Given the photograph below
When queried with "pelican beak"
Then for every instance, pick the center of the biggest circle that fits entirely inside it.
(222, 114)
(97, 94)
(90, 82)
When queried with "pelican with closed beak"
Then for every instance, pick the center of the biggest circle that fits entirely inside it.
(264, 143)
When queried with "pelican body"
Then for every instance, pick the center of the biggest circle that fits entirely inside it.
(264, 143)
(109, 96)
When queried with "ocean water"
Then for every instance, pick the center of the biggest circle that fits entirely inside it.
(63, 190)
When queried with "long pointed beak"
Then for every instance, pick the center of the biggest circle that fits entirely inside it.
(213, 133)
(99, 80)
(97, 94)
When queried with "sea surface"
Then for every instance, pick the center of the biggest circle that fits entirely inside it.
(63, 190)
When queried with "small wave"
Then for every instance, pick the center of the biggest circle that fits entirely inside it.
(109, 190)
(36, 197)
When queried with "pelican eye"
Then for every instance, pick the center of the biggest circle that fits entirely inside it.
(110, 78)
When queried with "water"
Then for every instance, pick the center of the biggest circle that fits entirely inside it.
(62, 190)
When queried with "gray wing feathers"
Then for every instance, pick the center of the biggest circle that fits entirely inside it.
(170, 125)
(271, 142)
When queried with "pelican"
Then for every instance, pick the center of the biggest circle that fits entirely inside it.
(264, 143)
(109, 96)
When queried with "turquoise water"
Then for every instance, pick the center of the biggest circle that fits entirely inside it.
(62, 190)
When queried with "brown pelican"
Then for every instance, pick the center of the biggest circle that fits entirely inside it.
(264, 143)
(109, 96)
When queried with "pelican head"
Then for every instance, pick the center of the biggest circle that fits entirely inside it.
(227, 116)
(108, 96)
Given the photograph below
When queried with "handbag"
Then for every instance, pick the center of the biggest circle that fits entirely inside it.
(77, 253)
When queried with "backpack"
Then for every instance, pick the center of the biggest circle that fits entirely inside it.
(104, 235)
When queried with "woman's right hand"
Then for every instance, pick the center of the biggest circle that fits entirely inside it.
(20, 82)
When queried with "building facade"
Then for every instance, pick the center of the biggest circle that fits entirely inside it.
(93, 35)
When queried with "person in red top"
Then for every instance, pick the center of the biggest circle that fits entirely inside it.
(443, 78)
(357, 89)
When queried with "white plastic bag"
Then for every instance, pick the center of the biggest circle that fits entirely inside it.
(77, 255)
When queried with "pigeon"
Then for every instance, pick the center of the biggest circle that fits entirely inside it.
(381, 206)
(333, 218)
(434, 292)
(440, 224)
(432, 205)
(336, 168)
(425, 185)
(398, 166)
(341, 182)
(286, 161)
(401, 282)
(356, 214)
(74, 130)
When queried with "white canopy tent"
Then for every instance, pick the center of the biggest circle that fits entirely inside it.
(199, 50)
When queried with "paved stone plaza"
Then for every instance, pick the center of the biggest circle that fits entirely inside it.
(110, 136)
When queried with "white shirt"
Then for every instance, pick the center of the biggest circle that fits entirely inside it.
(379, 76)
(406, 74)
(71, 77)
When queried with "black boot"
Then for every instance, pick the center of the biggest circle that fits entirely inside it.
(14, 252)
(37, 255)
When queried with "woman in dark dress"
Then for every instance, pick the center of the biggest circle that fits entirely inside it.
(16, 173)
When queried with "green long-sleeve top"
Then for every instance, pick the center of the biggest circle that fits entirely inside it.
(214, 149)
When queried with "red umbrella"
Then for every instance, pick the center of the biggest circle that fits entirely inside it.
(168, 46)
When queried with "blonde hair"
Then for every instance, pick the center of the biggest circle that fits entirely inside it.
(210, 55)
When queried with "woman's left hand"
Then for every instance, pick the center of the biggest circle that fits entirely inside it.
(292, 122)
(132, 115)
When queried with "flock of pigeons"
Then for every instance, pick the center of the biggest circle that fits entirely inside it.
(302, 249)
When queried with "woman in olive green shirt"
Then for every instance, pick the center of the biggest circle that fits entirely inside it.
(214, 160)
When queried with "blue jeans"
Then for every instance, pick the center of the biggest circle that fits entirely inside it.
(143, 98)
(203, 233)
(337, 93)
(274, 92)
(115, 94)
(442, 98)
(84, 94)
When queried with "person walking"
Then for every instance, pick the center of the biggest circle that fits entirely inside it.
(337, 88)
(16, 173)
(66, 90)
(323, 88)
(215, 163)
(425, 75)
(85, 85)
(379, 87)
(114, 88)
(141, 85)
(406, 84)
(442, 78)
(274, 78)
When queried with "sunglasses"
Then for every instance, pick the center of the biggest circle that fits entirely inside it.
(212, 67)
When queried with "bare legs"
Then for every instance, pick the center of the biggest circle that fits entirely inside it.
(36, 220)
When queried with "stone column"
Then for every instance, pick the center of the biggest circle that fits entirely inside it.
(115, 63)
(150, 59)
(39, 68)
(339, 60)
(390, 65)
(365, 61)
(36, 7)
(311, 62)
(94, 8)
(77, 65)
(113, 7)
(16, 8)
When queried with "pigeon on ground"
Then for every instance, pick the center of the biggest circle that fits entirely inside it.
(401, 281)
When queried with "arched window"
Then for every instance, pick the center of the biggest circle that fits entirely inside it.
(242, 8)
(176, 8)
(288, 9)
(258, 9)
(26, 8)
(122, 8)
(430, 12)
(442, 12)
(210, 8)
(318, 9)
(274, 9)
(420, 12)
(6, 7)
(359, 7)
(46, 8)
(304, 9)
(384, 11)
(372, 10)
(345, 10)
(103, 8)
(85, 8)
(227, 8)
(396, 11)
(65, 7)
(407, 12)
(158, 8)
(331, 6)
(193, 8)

=====

Copy every record exactly as presented.

Given the photograph below
When queried with "pelican beak"
Then for every instance, pick the center of the biggest circle that fits entirely inside it.
(222, 114)
(97, 94)
(90, 82)
When queried with "pelican with closed beak"
Then for every instance, pick the center of the biggest circle that fits entirely inside it.
(264, 143)
When queried with "pelican body"
Then for every instance, pick the center of the biggest circle that fits entirely inside it.
(264, 143)
(109, 96)
When queried with "ocean water"
Then for every instance, pick the center of the biggest circle that fits entirely inside it.
(63, 190)
When queried with "long pointed beak"
Then for every instance, pick the center of the biggest circle that fits entirely inside it.
(213, 133)
(99, 80)
(97, 94)
When queried with "sea surface"
Then for every instance, pick the center of the biggest circle that fits entirely inside it.
(63, 190)
When queried with "small wave"
Then for every instance, pick the center of the biggest circle that fits entirely inside it.
(109, 190)
(36, 197)
When queried with "pelican eye"
Then for every instance, pick the center of the biggest circle that fits entirely inside it.
(110, 78)
When queried with "water"
Then for every instance, pick the center of the biggest circle that fits entirely inside it.
(62, 190)
When queried with "gray wing feathers"
Then for every instance, pick the center of the biggest circle that fits entirely inside it.
(170, 125)
(271, 142)
When queried with "pelican"
Then for every instance, pick the center of the biggest circle that fits entirely inside it.
(264, 143)
(109, 96)
When queried with "turquoise water"
Then for every instance, pick the center of the biggest circle that fits entirely inside it.
(62, 190)
When queried with "brown pelican"
Then for every instance, pick the center of the biggest circle that fits entirely inside it.
(264, 143)
(109, 96)
When queried with "pelican head"
Then for every instance, pick the center of the biggest circle that fits entirely inside it.
(227, 116)
(108, 96)
Given the photograph below
When queried with "handbag"
Then for every instance, pick the center of the biggest circle that fits entirely inside it.
(77, 253)
When queried with "backpack"
Then for every instance, pick the center of the biggest circle that fits entirely inside it.
(104, 235)
When queried with "woman's right hand"
Then for every instance, pick the center of the biggest circle that fits entirely inside it.
(20, 82)
When queried with "building facade"
Then for every instance, pick the center of the biggest circle that fits entirely inside it.
(93, 35)
When queried with "person in red top"
Then for every instance, pick the center of the biggest circle that fits entirely inside it.
(443, 78)
(357, 89)
When queried with "white plastic bag"
Then for every instance, pick the center of the biggest circle that fits entirely inside it.
(77, 255)
When queried with "pigeon"
Then for every instance, pick the center of the biggest circle that fits entirely inside it.
(381, 206)
(333, 218)
(434, 292)
(440, 224)
(432, 205)
(336, 168)
(425, 185)
(398, 166)
(341, 182)
(286, 161)
(401, 282)
(356, 214)
(74, 130)
When queried with "white canopy tent"
Then for every instance, pick the center of the biggest circle that fits entirely inside it.
(199, 50)
When queried with "paved stone plaza"
Then for every instance, pick the center of the biggest circle that fits entirely inside it.
(110, 136)
When queried with "white shirt"
Then for every instance, pick the center of the biggest circle that fits entirely inside it.
(379, 76)
(406, 74)
(71, 77)
When queried with "black boot"
Then for every instance, pick the center of the biggest circle that fits entirely inside it.
(14, 252)
(37, 255)
When queried with "woman in dark dress"
Then for every instance, pick the center of the biggest circle that fits entirely inside it.
(16, 173)
When queried with "green long-sleeve top"
Then for every instance, pick the center of the biggest circle that fits entirely inside it.
(214, 149)
When queried with "red umbrella"
Then for every instance, pick the center of the biggest circle that fits entirely inside it.
(168, 46)
When queried with "blonde hair"
Then for every instance, pick the center of the biggest circle that fits entirely inside it.
(210, 55)
When queried with "woman's left hand"
Then for every instance, pick the center of the biggest circle that fits entirely inside it.
(292, 122)
(132, 115)
When queried with "flock of pigeons"
Then for every instance, pick the center of the biggest circle that fits entirely inside it.
(302, 249)
When queried with "woman in olive green shirt"
Then for every instance, pick the center of the biggest circle that fits entirely inside it.
(214, 160)
When queried with "blue jeans"
Then for every instance, pick the center of the biggest circle that fits entirely inside it.
(143, 98)
(203, 233)
(337, 93)
(274, 92)
(115, 94)
(442, 98)
(84, 94)
When queried with "person walking"
Then for every instance, pick the center of the biggest circle that fits entirely inside it.
(337, 88)
(16, 173)
(66, 90)
(323, 88)
(215, 163)
(425, 75)
(85, 85)
(379, 87)
(114, 88)
(141, 85)
(406, 84)
(442, 78)
(274, 78)
When queried with "sunglasses"
Then for every instance, pick the center of the biggest circle that fits entirely inside it.
(212, 67)
When queried with "bare legs"
Then for every instance, pick the center of the biggest circle that fits entirely inside it.
(36, 220)
When queried with "stone column"
Then for every instance, pick the center of the biggest circle that fits entirely inside it.
(115, 63)
(150, 59)
(39, 68)
(339, 60)
(390, 65)
(365, 61)
(36, 7)
(311, 62)
(94, 8)
(77, 65)
(113, 7)
(16, 8)
When queried with "pigeon on ground"
Then for every instance, pick the center of the biggest circle that fits entirely inside it.
(401, 281)
When queried with "arched window"
Then for every instance, pick the center of the biggest circle that fits entirely inside it.
(242, 8)
(176, 8)
(288, 9)
(258, 9)
(26, 8)
(122, 8)
(430, 12)
(442, 12)
(210, 8)
(318, 9)
(274, 9)
(420, 12)
(6, 7)
(359, 7)
(46, 8)
(304, 9)
(384, 11)
(372, 10)
(345, 10)
(103, 8)
(85, 8)
(227, 8)
(396, 11)
(65, 7)
(407, 12)
(158, 8)
(331, 6)
(193, 8)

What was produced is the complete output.